Extrait fourni —
-*-

En présence d’un accord collectif ou d’une charte, l’employeur peut refuser d’accorder le bénéfice du télétravail à condition de motiver sa réponse. Les motifs invoqués doivent être objectifs. A défaut, le refus pourrait être considéré comme discriminatoire et portant atteinte au principe d'égalité de traitement.
En l’absence d’accord collectif ou de charte, et hormis le cas du travailleur handicapé et du proche aidant, le code du travail ne prévoit pas d’obligation de justifier le refus. Toutefois, ce refus ne doit pas heurter le principe d'égalité de traitement ou se fonder sur des motifs discriminatoires.
- Comment l’employeur peut-il mettre un terme au télétravail dans l’entreprise ?
De nombreux accords collectifs ou chartes sur le télétravail prévoient une période d’adaptation (préconisée par l’ANI). Pendant cette période, chacune des parties est libre de mettre fin unilatéralement au télétravail moyennant un délai de prévenance préalablement défini.
Un fois ce délai passé, les conditions de retour à une exécution de travail sans télétravail doivent être prévues dans l'accord collectif ou la charte sur le télétravail : Il peut s'agir d'un délai de prévenance, du formalisme à adopter, de l'énumération des situations autorisant la fin du télétravail ou encore des caractéristiques du poste occupé dans les locaux de l'entreprise.
En dehors des situations visées par cette clause de réversibilité, l'employeur ne peut mettre fin au télétravail sans l'accord du salarié. Il s'agit d'une modification du contrat que le salarié peut refuser[vi].
- Comment le salarié peut-il mettre un terme au télétravail ?
Si le télétravail est soumis aux principes de volontariat et de réversibilité, pour autant, il n'est pas exigé par les textes légaux que le retour du salarié dans une situation sans télétravail soit automatique dès qu'il en formule la demande.
La seule exigence légale est que l'employeur est tenu de « donner priorité au salarié pour occuper ou reprendre un poste sans télétravail qui correspond à ses qualifications et compétences professionnelles ». Il doit être informé par l'employeur de la disponibilité de tout poste de cette nature et bénéficie alors d'une priorité d'accès à ce poste.
- Dans quels cas l’employeur doit-il participer aux frais engendrés par le télétravail ?
Depuis l'ordonnance n°2017-1387 du 22 septembre 2017, l'employeur n'est plus tenu de payer tous les coûts relatifs au télétravail.
Toutefois, l’accord national interprofessionnel du 19 juillet 2005 relatif au télétravail prévoit la prise en charge de ces coûts. Pour les entreprises qui relèvent de cet ANI, les coûts continuent donc à être pris en charge.

-*-

Défis —
• a. Recopiez mot pour mot le passage de l'extrait sur le télétravail qui va de « En dehors des » jusqu'à « au télétravail ? » inclus.
• b. Répondez brièvement à ces questions sur l'extrait sur le télétravail :
(i) De quelle date est l'ordonnance n°2017-1387 ?
(ii) De quelle date est l'accord national interprofessionnel relatif au télétravail ?
(iii) En l'absence d'accord collectif ou de charte, quels sont les deux cas exceptés de l'absence d'obligation de justifier le refus ?

-*-

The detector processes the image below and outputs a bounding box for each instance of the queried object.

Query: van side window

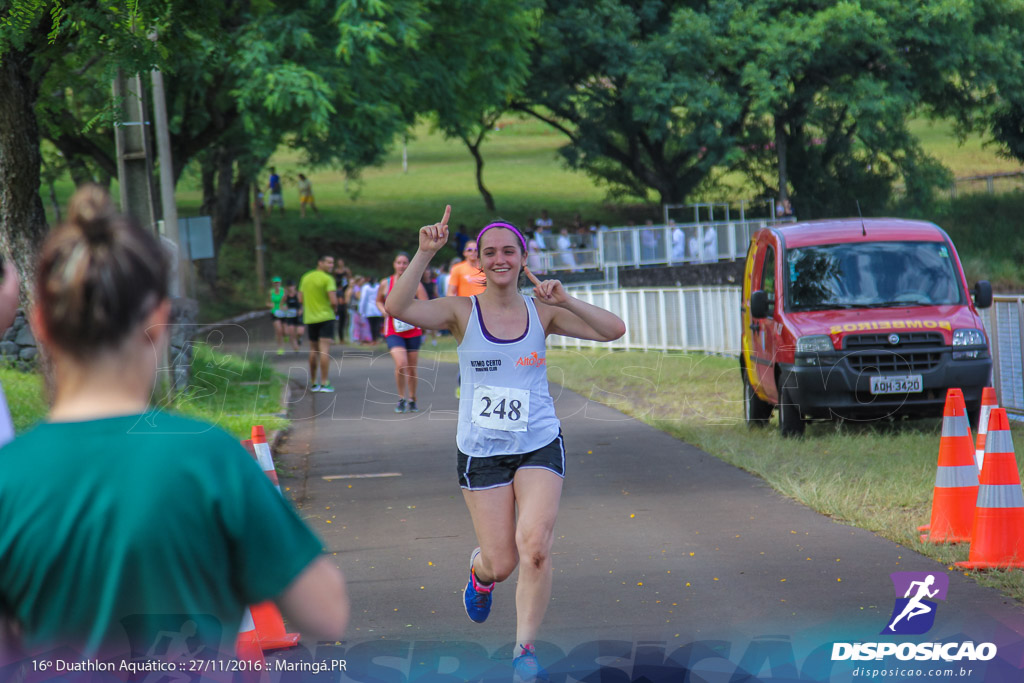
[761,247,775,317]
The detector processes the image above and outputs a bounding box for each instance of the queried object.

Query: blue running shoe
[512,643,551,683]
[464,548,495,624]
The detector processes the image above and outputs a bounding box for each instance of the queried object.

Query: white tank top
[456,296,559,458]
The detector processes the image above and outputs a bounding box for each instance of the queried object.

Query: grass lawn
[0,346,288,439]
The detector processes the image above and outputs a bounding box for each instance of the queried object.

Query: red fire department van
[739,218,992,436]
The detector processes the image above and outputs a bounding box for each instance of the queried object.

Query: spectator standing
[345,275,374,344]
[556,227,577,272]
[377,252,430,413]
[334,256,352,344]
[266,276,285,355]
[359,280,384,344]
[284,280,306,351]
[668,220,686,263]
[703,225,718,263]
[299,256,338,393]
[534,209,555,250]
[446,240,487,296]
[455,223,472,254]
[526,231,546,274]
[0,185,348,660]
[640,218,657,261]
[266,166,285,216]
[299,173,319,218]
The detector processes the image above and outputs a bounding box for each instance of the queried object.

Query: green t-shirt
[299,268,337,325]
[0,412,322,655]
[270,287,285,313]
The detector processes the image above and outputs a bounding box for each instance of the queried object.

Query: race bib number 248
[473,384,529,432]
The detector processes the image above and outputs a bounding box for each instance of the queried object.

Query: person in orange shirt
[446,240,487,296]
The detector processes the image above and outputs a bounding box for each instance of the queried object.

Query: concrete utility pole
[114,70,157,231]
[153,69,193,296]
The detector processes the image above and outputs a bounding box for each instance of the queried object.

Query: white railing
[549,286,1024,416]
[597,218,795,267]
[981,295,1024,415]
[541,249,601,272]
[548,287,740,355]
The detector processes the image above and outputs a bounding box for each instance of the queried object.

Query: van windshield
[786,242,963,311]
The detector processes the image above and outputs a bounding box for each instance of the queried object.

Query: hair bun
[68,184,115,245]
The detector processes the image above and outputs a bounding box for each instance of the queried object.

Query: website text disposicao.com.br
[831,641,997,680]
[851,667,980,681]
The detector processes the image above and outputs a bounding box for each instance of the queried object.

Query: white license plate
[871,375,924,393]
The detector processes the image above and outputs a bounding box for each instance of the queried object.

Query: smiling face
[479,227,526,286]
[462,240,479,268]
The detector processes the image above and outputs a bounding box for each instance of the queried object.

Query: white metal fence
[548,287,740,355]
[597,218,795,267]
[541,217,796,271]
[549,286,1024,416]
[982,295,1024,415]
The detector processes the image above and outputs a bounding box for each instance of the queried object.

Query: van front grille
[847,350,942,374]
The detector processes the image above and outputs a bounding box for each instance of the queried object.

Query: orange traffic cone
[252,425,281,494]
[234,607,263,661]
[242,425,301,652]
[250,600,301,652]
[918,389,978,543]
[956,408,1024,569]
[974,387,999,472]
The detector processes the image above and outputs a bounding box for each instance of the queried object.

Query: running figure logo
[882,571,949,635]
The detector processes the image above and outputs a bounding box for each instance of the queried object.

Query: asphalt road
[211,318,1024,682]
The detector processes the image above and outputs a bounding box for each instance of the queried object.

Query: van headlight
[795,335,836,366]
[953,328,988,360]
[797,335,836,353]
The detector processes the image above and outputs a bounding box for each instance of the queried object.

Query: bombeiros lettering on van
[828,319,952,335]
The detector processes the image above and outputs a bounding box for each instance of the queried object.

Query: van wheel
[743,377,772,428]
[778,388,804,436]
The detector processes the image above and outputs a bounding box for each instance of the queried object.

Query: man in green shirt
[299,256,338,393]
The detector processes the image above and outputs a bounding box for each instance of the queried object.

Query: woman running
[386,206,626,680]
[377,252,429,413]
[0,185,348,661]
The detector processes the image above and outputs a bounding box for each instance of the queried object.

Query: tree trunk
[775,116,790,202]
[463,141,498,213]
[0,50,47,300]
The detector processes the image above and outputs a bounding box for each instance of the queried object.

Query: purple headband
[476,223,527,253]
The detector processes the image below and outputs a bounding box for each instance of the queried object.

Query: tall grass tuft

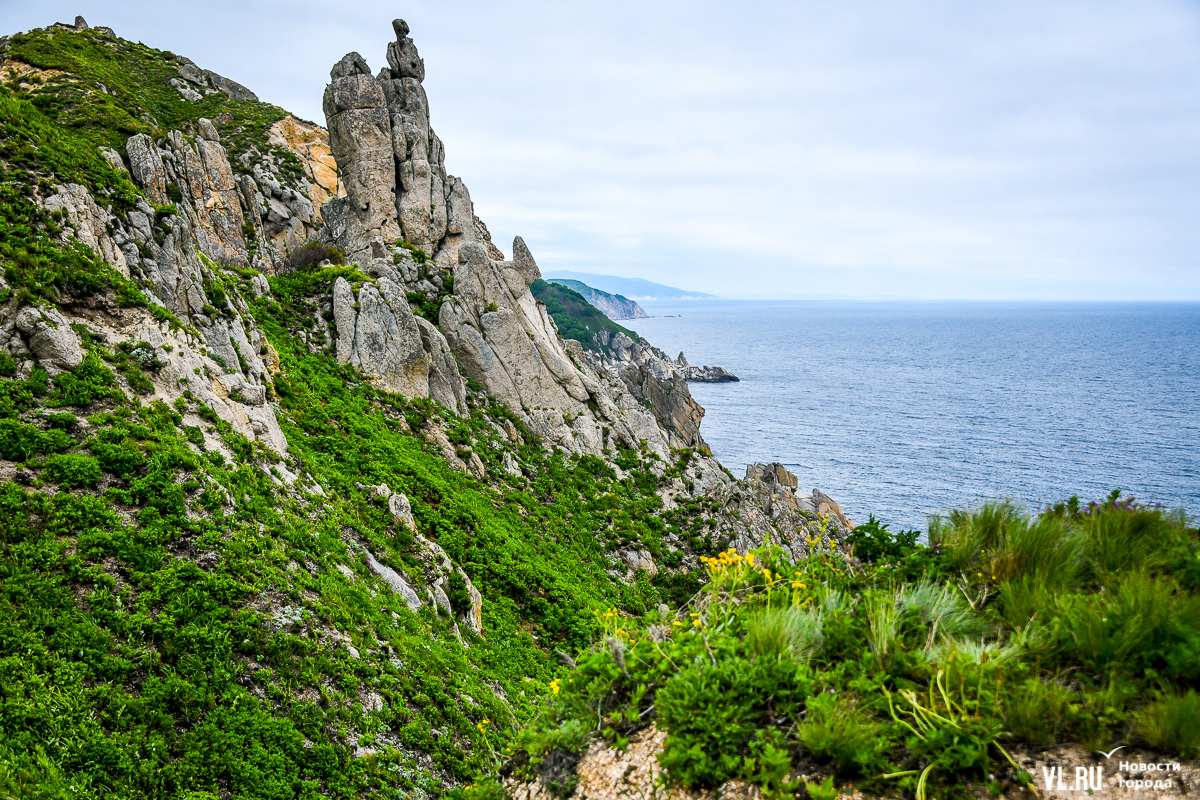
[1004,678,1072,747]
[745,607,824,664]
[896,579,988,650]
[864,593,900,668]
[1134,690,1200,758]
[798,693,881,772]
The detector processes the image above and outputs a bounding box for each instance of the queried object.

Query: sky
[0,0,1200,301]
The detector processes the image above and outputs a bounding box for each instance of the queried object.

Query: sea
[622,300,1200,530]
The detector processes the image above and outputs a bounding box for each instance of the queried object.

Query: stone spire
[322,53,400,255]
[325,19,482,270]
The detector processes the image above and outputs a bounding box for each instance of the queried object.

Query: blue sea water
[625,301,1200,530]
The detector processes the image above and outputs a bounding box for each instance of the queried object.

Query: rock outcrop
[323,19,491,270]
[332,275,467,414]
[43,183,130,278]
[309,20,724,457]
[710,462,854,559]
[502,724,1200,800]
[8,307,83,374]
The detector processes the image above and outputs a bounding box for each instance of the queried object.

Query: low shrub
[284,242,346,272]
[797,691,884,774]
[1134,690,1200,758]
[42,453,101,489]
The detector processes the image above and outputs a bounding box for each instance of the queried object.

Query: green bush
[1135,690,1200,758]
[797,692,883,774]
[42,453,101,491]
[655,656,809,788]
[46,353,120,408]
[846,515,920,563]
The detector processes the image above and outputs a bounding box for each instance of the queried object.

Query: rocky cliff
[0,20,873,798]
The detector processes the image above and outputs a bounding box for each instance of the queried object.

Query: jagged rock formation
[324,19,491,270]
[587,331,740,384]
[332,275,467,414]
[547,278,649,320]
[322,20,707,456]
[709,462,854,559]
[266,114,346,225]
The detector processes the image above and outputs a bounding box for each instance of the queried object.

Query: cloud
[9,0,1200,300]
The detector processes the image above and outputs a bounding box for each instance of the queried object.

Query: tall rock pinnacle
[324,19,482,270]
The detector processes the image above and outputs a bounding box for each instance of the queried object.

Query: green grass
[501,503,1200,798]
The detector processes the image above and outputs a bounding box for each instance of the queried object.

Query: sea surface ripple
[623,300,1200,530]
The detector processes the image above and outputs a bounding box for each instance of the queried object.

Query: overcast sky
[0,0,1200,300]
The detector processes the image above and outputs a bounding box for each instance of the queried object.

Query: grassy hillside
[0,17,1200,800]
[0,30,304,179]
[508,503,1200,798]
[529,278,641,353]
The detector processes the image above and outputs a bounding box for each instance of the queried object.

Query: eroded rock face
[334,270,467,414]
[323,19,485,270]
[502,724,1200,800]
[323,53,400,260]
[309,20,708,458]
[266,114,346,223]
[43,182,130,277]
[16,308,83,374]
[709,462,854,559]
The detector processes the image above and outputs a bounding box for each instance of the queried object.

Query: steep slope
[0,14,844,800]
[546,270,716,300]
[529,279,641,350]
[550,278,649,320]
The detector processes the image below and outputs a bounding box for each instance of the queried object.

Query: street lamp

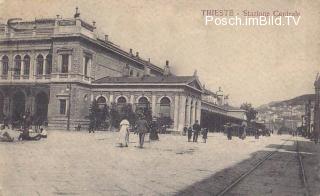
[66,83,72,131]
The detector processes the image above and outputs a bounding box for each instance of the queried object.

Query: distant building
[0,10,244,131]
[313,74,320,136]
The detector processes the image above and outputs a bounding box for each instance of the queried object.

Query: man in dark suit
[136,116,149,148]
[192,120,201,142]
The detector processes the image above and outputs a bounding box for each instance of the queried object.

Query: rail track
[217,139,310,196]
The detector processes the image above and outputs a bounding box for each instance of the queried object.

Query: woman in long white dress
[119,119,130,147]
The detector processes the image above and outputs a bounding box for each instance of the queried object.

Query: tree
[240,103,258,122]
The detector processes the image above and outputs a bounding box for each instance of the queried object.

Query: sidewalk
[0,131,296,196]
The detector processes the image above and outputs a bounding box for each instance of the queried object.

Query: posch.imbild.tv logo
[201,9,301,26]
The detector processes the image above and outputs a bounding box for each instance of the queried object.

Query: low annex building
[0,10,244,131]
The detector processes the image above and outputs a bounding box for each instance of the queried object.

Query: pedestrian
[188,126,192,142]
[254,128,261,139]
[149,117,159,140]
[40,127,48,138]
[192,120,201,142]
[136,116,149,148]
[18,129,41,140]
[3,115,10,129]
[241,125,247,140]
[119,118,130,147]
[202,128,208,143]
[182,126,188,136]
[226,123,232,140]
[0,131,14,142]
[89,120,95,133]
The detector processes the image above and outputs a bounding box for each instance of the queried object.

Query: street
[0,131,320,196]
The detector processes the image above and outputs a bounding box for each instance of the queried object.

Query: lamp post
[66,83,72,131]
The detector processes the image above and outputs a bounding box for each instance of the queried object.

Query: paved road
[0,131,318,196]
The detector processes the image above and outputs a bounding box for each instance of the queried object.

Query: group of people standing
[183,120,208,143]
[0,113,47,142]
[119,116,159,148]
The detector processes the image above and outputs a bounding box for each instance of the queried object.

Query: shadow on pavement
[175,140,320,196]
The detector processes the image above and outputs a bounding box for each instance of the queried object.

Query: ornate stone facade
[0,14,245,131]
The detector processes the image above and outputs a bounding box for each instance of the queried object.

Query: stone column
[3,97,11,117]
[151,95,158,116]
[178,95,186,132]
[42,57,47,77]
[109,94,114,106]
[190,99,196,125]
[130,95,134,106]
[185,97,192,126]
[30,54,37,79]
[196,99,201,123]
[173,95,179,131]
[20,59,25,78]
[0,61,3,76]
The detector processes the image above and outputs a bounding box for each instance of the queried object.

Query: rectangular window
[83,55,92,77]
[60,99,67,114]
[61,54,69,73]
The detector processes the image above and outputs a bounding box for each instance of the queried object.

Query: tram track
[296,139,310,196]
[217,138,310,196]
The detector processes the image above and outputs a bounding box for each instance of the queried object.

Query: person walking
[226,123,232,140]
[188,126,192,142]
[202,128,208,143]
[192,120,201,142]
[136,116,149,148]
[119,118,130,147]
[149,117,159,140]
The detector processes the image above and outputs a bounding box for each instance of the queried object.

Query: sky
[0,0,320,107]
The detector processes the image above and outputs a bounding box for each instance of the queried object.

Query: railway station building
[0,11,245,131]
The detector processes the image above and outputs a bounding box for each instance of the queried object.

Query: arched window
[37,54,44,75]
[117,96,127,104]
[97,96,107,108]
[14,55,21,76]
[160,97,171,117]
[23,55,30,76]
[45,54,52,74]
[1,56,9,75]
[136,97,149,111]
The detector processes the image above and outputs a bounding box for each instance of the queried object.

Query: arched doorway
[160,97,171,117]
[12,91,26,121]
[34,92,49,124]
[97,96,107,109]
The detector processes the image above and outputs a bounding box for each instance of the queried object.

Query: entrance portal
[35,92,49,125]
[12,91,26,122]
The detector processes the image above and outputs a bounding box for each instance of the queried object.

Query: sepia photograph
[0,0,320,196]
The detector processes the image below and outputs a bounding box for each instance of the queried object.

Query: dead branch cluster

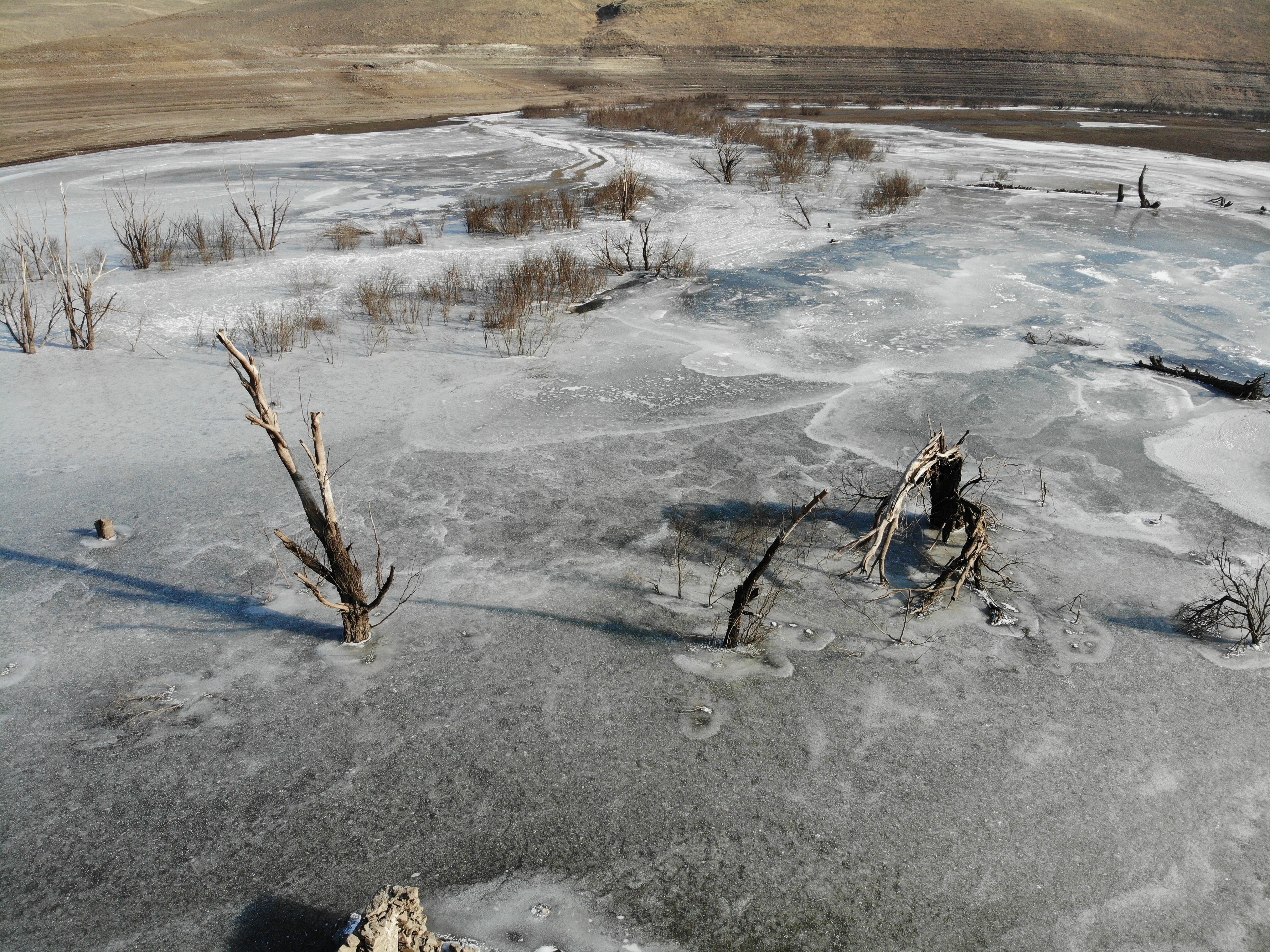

-*-

Problèmes résolus —
• a.
En dehors des situations visées par cette clause de réversibilité, l'employeur ne peut mettre fin au télétravail sans l'accord du salarié. Il s'agit d'une modification du contrat que le salarié peut refuser[vi].
- Comment le salarié peut-il mettre un terme au télétravail ?

• b.
(i) Du 22 septembre 2017.
(ii) Du 19 juillet 2005.
(iii) Le cas du travailleur handicapé et celui du proche aidant.